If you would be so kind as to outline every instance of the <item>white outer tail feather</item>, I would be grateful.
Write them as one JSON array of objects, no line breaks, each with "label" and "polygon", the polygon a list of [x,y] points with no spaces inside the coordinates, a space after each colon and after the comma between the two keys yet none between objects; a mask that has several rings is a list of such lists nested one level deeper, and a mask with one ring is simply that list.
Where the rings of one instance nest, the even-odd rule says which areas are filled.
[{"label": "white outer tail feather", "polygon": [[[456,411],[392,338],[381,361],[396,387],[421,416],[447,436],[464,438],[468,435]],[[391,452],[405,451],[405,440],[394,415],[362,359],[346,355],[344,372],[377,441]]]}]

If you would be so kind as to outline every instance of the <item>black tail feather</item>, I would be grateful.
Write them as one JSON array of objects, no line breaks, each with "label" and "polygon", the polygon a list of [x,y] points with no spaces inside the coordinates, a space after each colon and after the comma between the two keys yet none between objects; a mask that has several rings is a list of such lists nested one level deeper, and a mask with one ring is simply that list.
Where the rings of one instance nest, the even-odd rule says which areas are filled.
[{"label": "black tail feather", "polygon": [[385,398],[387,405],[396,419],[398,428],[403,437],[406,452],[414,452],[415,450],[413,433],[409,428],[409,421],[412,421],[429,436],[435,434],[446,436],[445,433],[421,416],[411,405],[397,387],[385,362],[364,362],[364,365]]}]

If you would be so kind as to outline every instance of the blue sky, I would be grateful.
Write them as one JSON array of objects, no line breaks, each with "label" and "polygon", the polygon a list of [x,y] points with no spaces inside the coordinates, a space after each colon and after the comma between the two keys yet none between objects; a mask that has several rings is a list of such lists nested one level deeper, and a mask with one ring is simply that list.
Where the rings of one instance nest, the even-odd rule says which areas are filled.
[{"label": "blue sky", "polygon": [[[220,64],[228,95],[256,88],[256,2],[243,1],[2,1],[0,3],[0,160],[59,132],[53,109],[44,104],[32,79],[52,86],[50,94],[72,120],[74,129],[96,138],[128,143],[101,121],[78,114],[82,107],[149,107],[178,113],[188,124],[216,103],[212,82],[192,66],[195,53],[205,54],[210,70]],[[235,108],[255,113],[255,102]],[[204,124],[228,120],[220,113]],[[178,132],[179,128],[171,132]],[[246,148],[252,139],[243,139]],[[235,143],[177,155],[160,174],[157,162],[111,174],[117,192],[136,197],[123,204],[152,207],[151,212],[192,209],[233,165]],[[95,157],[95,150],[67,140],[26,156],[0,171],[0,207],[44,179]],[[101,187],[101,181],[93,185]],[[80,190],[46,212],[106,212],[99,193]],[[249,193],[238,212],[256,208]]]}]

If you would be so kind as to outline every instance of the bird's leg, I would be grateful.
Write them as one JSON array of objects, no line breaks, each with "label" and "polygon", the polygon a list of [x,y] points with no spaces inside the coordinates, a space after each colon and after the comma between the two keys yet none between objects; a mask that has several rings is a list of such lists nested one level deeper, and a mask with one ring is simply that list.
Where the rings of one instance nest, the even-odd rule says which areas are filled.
----
GIVEN REQUEST - Reproduce every line of the records above word for word, from the first line through the last.

WRITTEN REPLY -
If you would be so kind as to outline every instance of the <item>white outer tail feather</item>, I would be grateful.
Write them as one JSON array of objects, no line breaks, each with "label" and "polygon", the polygon a list of [x,y] points with no spaces inside the coordinates, a space after each colon and after the comma between the two keys yet none between objects; a mask that has several rings is a list of such lists nested one level deeper, and a mask with one ring is simply that list.
Where the rings of one instance nest, the even-odd rule says which areas are filled.
[{"label": "white outer tail feather", "polygon": [[[456,411],[392,338],[381,361],[396,387],[421,416],[447,436],[464,438],[468,435]],[[391,452],[405,451],[405,440],[394,415],[362,359],[346,355],[344,372],[377,441]]]}]

If you would be so kind as to outline every instance of the <item>black tail feather</item>, I would be grateful.
Write them as one JSON array of objects, no line breaks, each with "label" and "polygon", the polygon a list of [x,y] points with no spaces inside the coordinates, a space after each colon and after the comma between the two keys yet none between objects; a mask that has several rings is a list of such lists nested one level deeper, and a mask with one ring is simply that list.
Where the rings of one instance nest, the even-odd rule says which areas are filled.
[{"label": "black tail feather", "polygon": [[385,398],[387,405],[396,419],[398,428],[403,437],[406,452],[414,452],[415,450],[413,433],[409,428],[409,421],[412,421],[429,436],[435,434],[446,436],[445,433],[421,416],[411,405],[397,387],[385,362],[364,362],[364,365]]}]

If you would be so kind as to outline every instance of the blue sky, I would be grateful.
Write them as one JSON array of objects, no line breaks, each with "label" and "polygon", the polygon a list of [x,y] points with no spaces inside the coordinates, a space after each colon and after the comma between the two keys yet none between objects; a mask that has several rings is a list of such lists nested one level deeper, and a mask with one ring is simply that list.
Where the rings of one instance nest, the even-odd rule says which areas are filled.
[{"label": "blue sky", "polygon": [[[220,64],[228,95],[256,88],[256,2],[243,1],[2,1],[0,3],[0,160],[59,132],[53,109],[44,104],[32,79],[52,86],[50,94],[72,120],[74,129],[96,138],[128,143],[101,121],[78,114],[82,107],[149,107],[178,113],[188,124],[216,103],[212,82],[192,66],[195,53],[205,54],[210,70]],[[235,108],[255,113],[255,102]],[[204,124],[228,120],[220,113]],[[178,132],[179,128],[171,132]],[[246,148],[252,139],[243,139]],[[235,143],[177,155],[160,174],[157,162],[111,174],[117,192],[136,197],[123,204],[152,207],[151,212],[192,209],[233,165]],[[95,157],[95,150],[67,140],[26,156],[0,171],[0,207],[44,179]],[[101,187],[101,181],[93,185]],[[80,190],[46,212],[106,212],[99,193]],[[249,193],[238,212],[256,208]]]}]

If you would be so kind as to outline every instance of the bird's leg, I would be grateful.
Write them as one JSON array of objects, no line breaks, each with "label" and "polygon", the polygon a list of [x,y] points with no spaces inside the coordinates, a space after each colon and after the comma between the two keys yet none between objects; a mask that has several rings is a list of such lists nested one level deeper, and a mask with one ring is simply that list.
Where the rings of one instance nest, the even-odd rule says which areas are filled.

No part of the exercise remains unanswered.